▸ **GIVEN PASSAGE**

This function creates a clean mortality dataset which can be combined with data from the NHANES 2003-2004/2005-2006 waves.

process_mort(waves = c("C", "D"), mort_release_yr = 2011, localpath = NULL)

Arguments

waves

Character vector indicating the waves . Defaults to a vector with "C" and "D", corresponding to the 2003-2004 and 2005-2006 waves.

mort_release_yr

Nuemric value indicating the year associated with the raw mortality data to be processed. The default, 2011, corresponds to the most recent raw mortality data included in the data package.

localpath

Character scalar describing the location where the raw data are stored. If NULL, the funciton will look in pacakge data directory for the requested raw mortality data. Defaults to NULL.

Value

This function will return a list with number of elements less than or equal to the number of waves of data specified by the "waves" argument. The exact number of elements returned will depend on whether all files specified by the user are found in either: 1) the local directory indicated by the localpath argument; or available in the data package. Because the mortality data provided changes from year-to-year, the columns of each element will depend on the release year.

▸ **SUPPLIED DATA**

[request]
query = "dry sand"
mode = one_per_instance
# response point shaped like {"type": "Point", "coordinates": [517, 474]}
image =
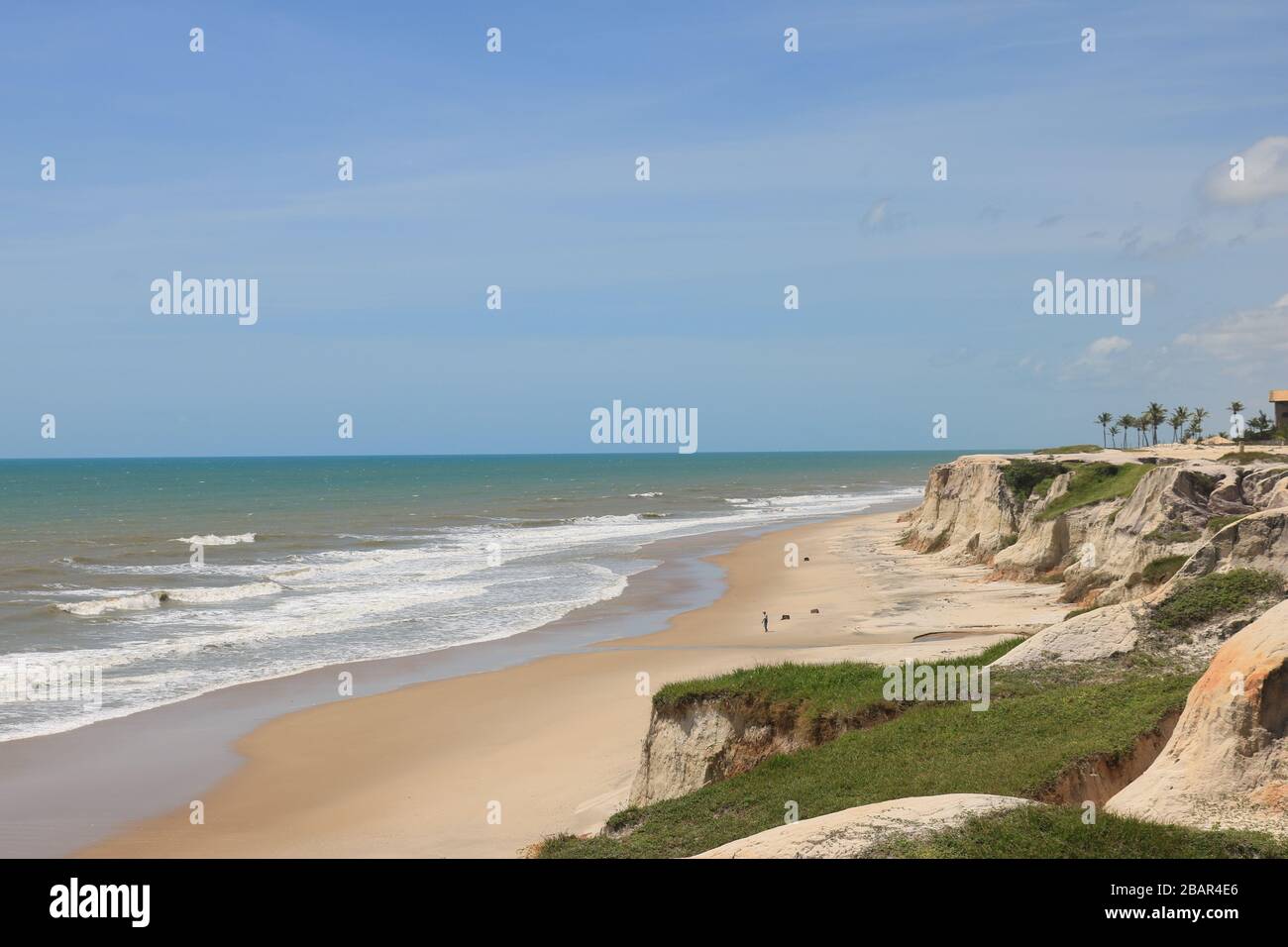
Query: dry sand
{"type": "Point", "coordinates": [555, 741]}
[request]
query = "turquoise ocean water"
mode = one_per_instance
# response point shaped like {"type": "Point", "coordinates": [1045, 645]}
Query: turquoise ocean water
{"type": "Point", "coordinates": [316, 561]}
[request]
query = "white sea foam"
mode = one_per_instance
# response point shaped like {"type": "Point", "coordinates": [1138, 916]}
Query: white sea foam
{"type": "Point", "coordinates": [115, 603]}
{"type": "Point", "coordinates": [154, 598]}
{"type": "Point", "coordinates": [443, 587]}
{"type": "Point", "coordinates": [213, 540]}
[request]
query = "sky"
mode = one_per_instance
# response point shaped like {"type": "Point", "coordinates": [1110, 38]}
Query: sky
{"type": "Point", "coordinates": [518, 169]}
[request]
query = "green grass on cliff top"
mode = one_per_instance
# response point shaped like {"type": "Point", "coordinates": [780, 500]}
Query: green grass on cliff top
{"type": "Point", "coordinates": [1057, 831]}
{"type": "Point", "coordinates": [840, 688]}
{"type": "Point", "coordinates": [1094, 483]}
{"type": "Point", "coordinates": [1070, 449]}
{"type": "Point", "coordinates": [1026, 737]}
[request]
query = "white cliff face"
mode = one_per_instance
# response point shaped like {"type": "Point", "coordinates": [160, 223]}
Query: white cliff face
{"type": "Point", "coordinates": [1102, 551]}
{"type": "Point", "coordinates": [1227, 763]}
{"type": "Point", "coordinates": [682, 753]}
{"type": "Point", "coordinates": [712, 738]}
{"type": "Point", "coordinates": [1099, 634]}
{"type": "Point", "coordinates": [853, 832]}
{"type": "Point", "coordinates": [969, 513]}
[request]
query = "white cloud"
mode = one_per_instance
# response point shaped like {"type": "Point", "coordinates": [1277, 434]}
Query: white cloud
{"type": "Point", "coordinates": [1249, 335]}
{"type": "Point", "coordinates": [879, 217]}
{"type": "Point", "coordinates": [1098, 356]}
{"type": "Point", "coordinates": [1265, 174]}
{"type": "Point", "coordinates": [1103, 348]}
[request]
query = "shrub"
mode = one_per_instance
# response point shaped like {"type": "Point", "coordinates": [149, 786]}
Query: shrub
{"type": "Point", "coordinates": [1162, 570]}
{"type": "Point", "coordinates": [1219, 523]}
{"type": "Point", "coordinates": [1250, 457]}
{"type": "Point", "coordinates": [1095, 483]}
{"type": "Point", "coordinates": [1172, 532]}
{"type": "Point", "coordinates": [1212, 595]}
{"type": "Point", "coordinates": [1022, 474]}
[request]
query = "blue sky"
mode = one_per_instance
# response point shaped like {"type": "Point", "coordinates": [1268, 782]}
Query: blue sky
{"type": "Point", "coordinates": [516, 169]}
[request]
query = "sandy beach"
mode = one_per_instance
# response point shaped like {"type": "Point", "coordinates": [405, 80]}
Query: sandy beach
{"type": "Point", "coordinates": [553, 745]}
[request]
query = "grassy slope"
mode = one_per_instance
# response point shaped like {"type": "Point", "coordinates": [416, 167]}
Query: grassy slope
{"type": "Point", "coordinates": [1215, 594]}
{"type": "Point", "coordinates": [1070, 449]}
{"type": "Point", "coordinates": [816, 689]}
{"type": "Point", "coordinates": [1050, 831]}
{"type": "Point", "coordinates": [1095, 483]}
{"type": "Point", "coordinates": [1028, 736]}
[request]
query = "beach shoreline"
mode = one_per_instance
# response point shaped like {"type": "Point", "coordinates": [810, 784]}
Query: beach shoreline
{"type": "Point", "coordinates": [151, 761]}
{"type": "Point", "coordinates": [484, 764]}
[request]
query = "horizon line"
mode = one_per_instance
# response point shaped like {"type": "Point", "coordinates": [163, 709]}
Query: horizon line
{"type": "Point", "coordinates": [498, 454]}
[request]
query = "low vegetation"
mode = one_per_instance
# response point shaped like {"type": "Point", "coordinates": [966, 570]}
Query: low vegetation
{"type": "Point", "coordinates": [1052, 831]}
{"type": "Point", "coordinates": [1172, 532]}
{"type": "Point", "coordinates": [1214, 595]}
{"type": "Point", "coordinates": [1022, 475]}
{"type": "Point", "coordinates": [1096, 483]}
{"type": "Point", "coordinates": [1076, 612]}
{"type": "Point", "coordinates": [1070, 449]}
{"type": "Point", "coordinates": [822, 689]}
{"type": "Point", "coordinates": [1030, 733]}
{"type": "Point", "coordinates": [1160, 570]}
{"type": "Point", "coordinates": [1218, 523]}
{"type": "Point", "coordinates": [1250, 458]}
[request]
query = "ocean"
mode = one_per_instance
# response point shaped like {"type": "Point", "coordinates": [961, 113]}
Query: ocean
{"type": "Point", "coordinates": [171, 578]}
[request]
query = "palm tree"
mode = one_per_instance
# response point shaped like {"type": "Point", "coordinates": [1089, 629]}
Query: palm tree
{"type": "Point", "coordinates": [1104, 420]}
{"type": "Point", "coordinates": [1154, 415]}
{"type": "Point", "coordinates": [1197, 424]}
{"type": "Point", "coordinates": [1127, 423]}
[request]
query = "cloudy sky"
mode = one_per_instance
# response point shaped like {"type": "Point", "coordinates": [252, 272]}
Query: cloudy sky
{"type": "Point", "coordinates": [518, 169]}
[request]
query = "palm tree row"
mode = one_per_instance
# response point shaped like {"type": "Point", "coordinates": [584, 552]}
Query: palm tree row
{"type": "Point", "coordinates": [1185, 424]}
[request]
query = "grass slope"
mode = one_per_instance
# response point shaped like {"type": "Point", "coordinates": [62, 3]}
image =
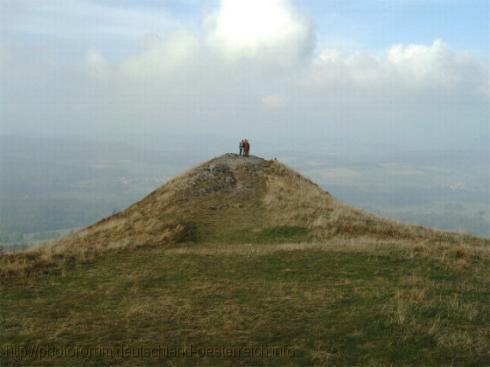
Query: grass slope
{"type": "Point", "coordinates": [343, 303]}
{"type": "Point", "coordinates": [247, 254]}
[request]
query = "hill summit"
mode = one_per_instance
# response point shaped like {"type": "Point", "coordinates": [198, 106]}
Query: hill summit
{"type": "Point", "coordinates": [237, 199]}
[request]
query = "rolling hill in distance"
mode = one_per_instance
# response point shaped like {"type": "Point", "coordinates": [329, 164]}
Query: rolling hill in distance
{"type": "Point", "coordinates": [242, 253]}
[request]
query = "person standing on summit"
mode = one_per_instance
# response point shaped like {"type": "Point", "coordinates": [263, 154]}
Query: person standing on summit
{"type": "Point", "coordinates": [246, 147]}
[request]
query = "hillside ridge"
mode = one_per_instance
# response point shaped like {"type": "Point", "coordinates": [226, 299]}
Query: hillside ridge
{"type": "Point", "coordinates": [238, 199]}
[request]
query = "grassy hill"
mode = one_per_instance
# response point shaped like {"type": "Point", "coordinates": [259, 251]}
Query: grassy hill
{"type": "Point", "coordinates": [243, 262]}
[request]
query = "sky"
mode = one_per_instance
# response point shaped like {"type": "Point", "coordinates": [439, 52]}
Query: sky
{"type": "Point", "coordinates": [409, 73]}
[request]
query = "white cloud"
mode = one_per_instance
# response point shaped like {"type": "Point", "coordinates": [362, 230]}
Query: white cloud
{"type": "Point", "coordinates": [242, 70]}
{"type": "Point", "coordinates": [259, 27]}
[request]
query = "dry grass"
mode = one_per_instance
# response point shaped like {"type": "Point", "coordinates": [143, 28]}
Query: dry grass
{"type": "Point", "coordinates": [237, 200]}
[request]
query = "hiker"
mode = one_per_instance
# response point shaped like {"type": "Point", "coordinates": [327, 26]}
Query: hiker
{"type": "Point", "coordinates": [246, 147]}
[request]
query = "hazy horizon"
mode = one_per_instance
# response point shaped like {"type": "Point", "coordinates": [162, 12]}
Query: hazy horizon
{"type": "Point", "coordinates": [384, 103]}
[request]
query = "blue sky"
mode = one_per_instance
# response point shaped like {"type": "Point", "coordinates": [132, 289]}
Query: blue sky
{"type": "Point", "coordinates": [372, 25]}
{"type": "Point", "coordinates": [401, 71]}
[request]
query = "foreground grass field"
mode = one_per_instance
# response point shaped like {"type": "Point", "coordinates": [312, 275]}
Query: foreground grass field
{"type": "Point", "coordinates": [338, 303]}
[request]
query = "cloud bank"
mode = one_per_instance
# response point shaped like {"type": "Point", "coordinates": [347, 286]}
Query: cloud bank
{"type": "Point", "coordinates": [253, 67]}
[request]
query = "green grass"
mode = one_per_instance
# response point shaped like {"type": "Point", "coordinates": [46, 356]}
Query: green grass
{"type": "Point", "coordinates": [330, 305]}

▸ **REQUESTS**
a – Which arguments does the process_mort documentation list for the function?
b – In the process_mort documentation, which two letters make up the default value of the waves argument?
c – Does the process_mort documentation agree with each of these statements? (i) The default release year of 2011 matches the most recent raw mortality data included in the data package. (ii) The returned list always holds exactly one element for every wave specified. (iii) The columns of each returned element are the same for every release year.

▸ **EXERCISE SOLUTIONS**
a – waves, mort_release_yr, localpath

b – "C" and "D"

c –
(i) Yes: "The default, 2011, corresponds to the most recent raw mortality data included in the data package."
(ii) No: "a list with number of elements less than or equal to the number of waves of data specified by the "waves" argument"
(iii) No: "the columns of each element will depend on the release year."